Background

Solomon Islands’ customs & Excise division (SICED) is a division of the Ministry of Finance and Treasury (MoFT), mandated with revenue collection, managing the security and integrity of the Solomon Islands borders from the illegal movement of goods and people and facilitating trade. SICED ensures compliance with border related laws and administers a range of schemes to assist local industries to contribute to economic growth of the country

The Solomon Islands economy relies heavily on daily import of staple goods and exports through its sea ports, therefore any unnecessary situations of delays in customs clearance results in a significant negative impact both on the nation’s supply of goods for its population as well as the timely and reliable collection of revenue to finance government programmes. To mitigate such predictable and unpredictable custom clearances, SICED deployed the use of the computerized ASYCUDA system, and went live on the 15th June 2015.

The ASYCUDA system; a computerized customs management system, a software developed by the United Nations Conference on Trade & Development Organization (UNCTAD). It handles manifests and customs declarations, accounting procedures, transit and suspense procedures. It generates trade data that can be used for statistical economic analysis.

Requirements:
A) According to the customs background, on what date did the ASYCUDA system go live?
B) Repeat the customs background word for word, starting at "The Solomon Islands economy" and ending at "15th June 2015.".
You won't need the data after this background.

Dataset entries:

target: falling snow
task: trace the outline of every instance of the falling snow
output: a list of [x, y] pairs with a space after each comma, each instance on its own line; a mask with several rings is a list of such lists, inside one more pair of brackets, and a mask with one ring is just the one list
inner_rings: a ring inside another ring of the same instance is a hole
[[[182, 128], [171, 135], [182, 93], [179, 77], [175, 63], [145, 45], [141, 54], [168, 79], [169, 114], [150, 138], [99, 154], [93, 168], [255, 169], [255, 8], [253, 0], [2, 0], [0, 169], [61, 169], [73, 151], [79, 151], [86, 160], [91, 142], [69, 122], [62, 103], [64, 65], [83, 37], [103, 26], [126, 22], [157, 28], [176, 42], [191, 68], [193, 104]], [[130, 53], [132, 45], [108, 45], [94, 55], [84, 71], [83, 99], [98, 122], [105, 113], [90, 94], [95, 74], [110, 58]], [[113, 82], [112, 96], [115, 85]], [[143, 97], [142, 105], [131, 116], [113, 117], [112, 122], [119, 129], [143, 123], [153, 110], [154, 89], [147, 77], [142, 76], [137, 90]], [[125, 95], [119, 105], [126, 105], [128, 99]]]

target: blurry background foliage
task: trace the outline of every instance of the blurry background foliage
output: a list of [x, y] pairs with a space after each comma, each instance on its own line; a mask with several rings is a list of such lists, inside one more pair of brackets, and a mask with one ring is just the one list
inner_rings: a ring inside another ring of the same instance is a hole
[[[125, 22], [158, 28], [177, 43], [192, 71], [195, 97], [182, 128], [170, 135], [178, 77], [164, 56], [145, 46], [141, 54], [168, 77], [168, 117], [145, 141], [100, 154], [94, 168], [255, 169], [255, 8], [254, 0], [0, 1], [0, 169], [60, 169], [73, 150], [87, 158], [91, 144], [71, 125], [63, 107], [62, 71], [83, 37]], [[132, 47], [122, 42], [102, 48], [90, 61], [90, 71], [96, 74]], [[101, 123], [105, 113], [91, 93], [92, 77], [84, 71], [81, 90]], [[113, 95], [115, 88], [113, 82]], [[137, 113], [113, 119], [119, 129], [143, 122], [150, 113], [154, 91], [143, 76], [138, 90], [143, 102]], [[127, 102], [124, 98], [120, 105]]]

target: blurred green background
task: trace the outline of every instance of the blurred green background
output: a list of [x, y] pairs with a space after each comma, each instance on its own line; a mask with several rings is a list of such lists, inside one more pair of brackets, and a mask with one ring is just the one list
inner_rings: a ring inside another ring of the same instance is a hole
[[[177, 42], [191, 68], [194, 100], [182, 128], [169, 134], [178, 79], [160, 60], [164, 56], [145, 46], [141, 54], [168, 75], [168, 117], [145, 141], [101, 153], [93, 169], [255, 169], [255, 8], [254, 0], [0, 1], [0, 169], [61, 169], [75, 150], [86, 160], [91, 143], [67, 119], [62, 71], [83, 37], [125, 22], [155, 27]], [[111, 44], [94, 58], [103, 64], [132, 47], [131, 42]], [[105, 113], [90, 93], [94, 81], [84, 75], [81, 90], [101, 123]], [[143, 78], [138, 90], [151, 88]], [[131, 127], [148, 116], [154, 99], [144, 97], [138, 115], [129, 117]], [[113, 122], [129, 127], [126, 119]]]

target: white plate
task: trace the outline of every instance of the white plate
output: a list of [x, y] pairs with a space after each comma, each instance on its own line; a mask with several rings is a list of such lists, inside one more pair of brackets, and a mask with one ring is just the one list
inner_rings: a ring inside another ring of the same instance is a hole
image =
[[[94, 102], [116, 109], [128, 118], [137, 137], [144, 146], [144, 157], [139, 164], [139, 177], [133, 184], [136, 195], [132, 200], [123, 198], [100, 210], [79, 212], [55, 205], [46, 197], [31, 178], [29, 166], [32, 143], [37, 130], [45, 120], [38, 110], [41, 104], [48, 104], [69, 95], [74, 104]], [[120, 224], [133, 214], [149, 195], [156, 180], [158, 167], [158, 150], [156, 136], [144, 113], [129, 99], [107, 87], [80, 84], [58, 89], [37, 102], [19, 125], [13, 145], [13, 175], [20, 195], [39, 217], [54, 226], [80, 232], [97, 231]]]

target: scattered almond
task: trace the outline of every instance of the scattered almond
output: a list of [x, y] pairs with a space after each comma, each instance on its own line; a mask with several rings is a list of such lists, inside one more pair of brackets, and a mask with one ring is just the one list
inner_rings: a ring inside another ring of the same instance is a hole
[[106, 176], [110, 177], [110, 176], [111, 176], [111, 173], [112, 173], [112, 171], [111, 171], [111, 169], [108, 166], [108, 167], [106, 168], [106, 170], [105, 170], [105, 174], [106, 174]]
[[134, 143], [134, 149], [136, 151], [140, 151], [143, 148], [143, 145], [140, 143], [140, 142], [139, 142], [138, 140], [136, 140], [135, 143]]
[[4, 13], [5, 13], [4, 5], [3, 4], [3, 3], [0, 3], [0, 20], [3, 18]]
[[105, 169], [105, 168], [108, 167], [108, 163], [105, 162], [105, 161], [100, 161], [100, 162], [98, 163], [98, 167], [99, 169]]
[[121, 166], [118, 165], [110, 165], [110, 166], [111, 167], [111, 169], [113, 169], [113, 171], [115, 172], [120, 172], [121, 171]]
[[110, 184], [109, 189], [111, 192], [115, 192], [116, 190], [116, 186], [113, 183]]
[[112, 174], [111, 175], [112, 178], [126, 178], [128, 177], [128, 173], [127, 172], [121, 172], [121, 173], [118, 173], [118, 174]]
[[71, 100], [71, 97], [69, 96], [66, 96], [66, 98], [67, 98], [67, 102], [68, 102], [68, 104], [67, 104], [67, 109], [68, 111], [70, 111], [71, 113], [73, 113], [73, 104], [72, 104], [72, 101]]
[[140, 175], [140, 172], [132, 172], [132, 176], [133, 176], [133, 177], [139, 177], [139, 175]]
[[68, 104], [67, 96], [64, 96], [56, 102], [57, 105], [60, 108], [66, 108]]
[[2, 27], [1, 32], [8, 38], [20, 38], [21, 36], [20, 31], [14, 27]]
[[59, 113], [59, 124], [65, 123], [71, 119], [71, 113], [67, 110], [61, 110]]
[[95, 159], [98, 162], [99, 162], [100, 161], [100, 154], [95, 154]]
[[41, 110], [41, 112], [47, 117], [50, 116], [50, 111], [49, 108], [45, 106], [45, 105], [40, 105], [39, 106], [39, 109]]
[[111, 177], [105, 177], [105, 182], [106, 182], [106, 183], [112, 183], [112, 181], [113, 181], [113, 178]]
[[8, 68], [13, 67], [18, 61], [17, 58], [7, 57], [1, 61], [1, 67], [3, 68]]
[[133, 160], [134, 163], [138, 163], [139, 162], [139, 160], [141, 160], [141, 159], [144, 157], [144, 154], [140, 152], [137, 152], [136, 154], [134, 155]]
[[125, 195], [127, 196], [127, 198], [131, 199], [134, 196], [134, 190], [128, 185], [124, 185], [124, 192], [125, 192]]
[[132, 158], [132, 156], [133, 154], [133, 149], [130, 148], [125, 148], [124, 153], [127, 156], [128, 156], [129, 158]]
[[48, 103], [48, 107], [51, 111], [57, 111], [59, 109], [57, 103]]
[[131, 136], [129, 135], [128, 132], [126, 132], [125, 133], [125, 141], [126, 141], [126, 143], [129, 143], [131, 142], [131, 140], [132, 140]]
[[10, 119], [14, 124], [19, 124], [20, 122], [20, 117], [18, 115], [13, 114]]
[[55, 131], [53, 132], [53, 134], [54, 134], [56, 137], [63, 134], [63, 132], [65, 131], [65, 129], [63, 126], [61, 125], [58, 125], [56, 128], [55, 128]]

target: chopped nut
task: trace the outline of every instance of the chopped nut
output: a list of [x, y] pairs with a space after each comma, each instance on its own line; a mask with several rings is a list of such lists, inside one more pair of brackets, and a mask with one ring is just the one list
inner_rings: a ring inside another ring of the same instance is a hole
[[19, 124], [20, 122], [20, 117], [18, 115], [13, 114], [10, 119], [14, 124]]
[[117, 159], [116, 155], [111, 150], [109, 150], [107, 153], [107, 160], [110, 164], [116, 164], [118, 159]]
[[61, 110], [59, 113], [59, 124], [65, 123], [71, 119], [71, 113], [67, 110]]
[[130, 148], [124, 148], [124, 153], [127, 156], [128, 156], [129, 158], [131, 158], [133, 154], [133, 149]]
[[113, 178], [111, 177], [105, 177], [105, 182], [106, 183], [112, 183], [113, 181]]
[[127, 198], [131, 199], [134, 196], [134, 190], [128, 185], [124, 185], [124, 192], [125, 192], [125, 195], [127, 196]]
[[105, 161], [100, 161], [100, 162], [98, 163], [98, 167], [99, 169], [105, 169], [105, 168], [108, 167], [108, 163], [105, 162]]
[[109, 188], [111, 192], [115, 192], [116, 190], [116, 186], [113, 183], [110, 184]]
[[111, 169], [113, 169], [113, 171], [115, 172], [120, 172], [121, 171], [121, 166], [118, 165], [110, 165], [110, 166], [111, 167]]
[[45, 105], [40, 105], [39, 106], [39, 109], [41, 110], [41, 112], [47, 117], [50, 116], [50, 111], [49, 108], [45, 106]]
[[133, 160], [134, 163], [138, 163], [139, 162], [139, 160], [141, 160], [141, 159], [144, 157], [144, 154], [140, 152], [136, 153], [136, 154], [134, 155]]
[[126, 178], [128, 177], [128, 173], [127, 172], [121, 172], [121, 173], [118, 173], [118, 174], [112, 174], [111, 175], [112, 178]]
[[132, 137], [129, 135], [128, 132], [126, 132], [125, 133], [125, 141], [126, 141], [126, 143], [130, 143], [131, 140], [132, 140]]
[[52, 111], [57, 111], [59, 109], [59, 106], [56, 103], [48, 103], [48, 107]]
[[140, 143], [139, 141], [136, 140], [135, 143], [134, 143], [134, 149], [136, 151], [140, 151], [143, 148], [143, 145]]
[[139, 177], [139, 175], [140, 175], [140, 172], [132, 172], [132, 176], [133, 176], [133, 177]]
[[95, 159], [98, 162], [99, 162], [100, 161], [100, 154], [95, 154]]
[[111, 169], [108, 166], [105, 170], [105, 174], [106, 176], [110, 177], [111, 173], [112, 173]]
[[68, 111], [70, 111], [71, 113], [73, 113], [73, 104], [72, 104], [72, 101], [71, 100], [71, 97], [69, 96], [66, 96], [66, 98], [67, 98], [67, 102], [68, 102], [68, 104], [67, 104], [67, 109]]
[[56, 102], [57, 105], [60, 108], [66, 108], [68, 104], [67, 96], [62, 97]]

Correct answers:
A) The ASYCUDA system went live on June 15, 2015.

B)
The Solomon Islands economy relies heavily on daily import of staple goods and exports through its sea ports, therefore any unnecessary situations of delays in customs clearance results in a significant negative impact both on the nation’s supply of goods for its population as well as the timely and reliable collection of revenue to finance government programmes. To mitigate such predictable and unpredictable custom clearances, SICED deployed the use of the computerized ASYCUDA system, and went live on the 15th June 2015.